In the passage about the .xyz domain, update the section starting at "Today, the #GenXYZ" and ending at "the internet: ABC.xyz." so that "industry leaders" becomes "established organizations".

Given text:
=== Begin Enclosure ===
Three years ago, my team and I launched .xyz with the mission of bringing competition, choice, and innovation on the internet. .xyz was probably the only domain extension that had no built-in meaning, included very few domains priced at a premium, and relied on low margins and high volume. We brought with it the message that .xyz was for every website, everywhere. And instead of targeting one vertical, we connected with the next generation of internet users, such as young adults, new businesses and startups, and people in emerging internet markets. Even before launch, we had introduced the concept of Generation XYZ, the online community we have now been fostering for years to connect people all over the world, regardless of their age, location, or interests.

Today, the #GenXYZ community is made up of millions of business and individuals from over 230 countries, and .xyz is the most popular new domain in over 80 of them, according to nTLDstats. All in all, .xyz has been registered at over 180 registrars — more than any other gTLD. Adoption ranges from creative users, like Point in Passing's VJ tool, WWWWWWWWWWWWW.xyz, and Dr. Adam's StreetMedicine.xyz series; to industry leaders including MIT's startup accelerator, Engine.xyz, and Deloitte's leadership communities, such as Exponentials.xyz and GoInnovate.xyz. Then there are the truly innovative registrants, like Driver.xyz, who is launching their cancer treatment platform later this year, and Google's parent company, Alphabet, with one of the best domains on the internet: ABC.xyz.
=== End Enclosure ===
Material supplied:
=== Begin Enclosure ===
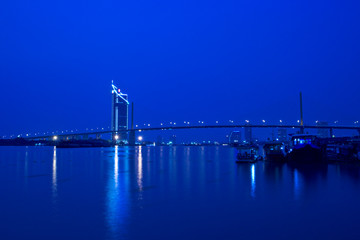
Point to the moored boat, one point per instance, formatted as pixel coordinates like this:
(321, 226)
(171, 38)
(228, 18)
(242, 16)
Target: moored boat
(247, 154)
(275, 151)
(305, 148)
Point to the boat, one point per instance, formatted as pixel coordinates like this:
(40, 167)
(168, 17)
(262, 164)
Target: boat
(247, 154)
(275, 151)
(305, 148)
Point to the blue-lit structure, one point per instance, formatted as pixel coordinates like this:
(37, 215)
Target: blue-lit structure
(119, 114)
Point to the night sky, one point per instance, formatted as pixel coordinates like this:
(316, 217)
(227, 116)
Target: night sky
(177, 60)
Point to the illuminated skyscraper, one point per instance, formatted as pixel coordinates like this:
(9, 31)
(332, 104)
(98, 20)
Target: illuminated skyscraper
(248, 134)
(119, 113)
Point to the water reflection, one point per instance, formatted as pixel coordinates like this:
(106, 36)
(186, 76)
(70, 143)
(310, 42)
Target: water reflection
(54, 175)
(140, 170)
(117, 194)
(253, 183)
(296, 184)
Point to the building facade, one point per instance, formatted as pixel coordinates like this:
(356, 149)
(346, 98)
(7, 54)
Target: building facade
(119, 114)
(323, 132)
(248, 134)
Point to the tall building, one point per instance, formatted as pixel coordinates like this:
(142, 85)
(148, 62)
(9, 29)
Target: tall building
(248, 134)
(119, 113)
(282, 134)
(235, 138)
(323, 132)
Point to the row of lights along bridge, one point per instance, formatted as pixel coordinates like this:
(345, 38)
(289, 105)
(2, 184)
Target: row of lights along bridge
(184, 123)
=== End Enclosure ===
Task solution:
Today, the #GenXYZ community is made up of millions of business and individuals from over 230 countries, and .xyz is the most popular new domain in over 80 of them, according to nTLDstats. All in all, .xyz has been registered at over 180 registrars — more than any other gTLD. Adoption ranges from creative users, like Point in Passing's VJ tool, WWWWWWWWWWWWW.xyz, and Dr. Adam's StreetMedicine.xyz series; to established organizations including MIT's startup accelerator, Engine.xyz, and Deloitte's leadership communities, such as Exponentials.xyz and GoInnovate.xyz. Then there are the truly innovative registrants, like Driver.xyz, who is launching their cancer treatment platform later this year, and Google's parent company, Alphabet, with one of the best domains on the internet: ABC.xyz.